> **THE REQUEST**
Reproduce every line of the entries below, from the beginning through the line that contains "point(214, 55)", requests included. Shift each x and y coordinate in the answers by -117.

(Stored data)
----------
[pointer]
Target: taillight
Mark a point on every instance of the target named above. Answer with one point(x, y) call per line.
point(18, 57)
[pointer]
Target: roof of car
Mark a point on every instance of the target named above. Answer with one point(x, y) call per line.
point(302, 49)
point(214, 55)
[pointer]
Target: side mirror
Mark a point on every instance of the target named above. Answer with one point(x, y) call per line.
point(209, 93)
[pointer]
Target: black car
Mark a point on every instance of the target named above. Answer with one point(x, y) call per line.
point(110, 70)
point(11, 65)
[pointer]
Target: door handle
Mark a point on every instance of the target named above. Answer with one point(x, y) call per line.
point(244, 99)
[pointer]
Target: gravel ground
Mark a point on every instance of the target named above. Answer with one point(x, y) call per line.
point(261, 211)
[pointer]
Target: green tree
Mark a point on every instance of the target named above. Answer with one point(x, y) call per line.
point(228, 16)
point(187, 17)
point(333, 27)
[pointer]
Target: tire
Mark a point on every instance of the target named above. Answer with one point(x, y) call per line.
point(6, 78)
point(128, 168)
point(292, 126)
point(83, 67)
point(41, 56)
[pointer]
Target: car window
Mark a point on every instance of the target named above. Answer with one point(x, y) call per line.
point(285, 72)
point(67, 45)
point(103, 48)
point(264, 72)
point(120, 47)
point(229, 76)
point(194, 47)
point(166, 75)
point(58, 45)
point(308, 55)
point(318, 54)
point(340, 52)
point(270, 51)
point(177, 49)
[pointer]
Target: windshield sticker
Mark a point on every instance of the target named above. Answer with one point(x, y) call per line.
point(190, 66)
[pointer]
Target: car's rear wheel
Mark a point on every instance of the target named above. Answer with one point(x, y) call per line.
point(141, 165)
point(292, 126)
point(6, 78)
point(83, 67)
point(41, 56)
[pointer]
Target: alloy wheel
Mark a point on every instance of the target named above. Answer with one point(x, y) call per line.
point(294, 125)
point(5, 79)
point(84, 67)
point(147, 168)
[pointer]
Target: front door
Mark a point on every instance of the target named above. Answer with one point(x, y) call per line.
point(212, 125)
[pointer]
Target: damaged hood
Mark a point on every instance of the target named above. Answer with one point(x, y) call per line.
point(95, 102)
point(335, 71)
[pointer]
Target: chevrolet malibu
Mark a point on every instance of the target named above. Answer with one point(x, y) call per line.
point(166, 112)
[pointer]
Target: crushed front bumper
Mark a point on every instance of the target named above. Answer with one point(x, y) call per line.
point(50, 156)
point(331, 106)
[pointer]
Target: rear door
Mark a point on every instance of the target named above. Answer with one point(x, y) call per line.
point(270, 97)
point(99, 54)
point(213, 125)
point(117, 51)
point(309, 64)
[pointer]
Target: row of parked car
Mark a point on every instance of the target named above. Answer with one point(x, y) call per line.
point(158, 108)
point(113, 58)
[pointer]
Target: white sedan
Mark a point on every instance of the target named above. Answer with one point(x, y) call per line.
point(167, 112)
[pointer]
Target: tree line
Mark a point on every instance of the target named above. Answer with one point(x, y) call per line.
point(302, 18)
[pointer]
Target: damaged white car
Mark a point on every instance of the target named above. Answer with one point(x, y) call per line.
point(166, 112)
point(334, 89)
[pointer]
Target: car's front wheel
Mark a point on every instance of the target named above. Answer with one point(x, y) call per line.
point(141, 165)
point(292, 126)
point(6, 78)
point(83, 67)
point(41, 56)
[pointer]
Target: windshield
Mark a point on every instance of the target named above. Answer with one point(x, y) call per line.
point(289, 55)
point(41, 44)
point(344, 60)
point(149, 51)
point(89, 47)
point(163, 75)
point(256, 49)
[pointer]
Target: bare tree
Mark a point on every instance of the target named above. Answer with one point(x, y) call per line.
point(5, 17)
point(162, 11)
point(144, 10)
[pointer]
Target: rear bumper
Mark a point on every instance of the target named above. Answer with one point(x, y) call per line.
----------
> **RESPONSE TO THE EXERCISE**
[pointer]
Target: taillight
Mark a point on every instance of the target named above. Answer with one point(x, y) call per line.
point(-99, -60)
[pointer]
Target: roof of car
Mark a point on every instance of the target named above. Answer with one point(x, y) call per line.
point(185, -68)
point(97, -62)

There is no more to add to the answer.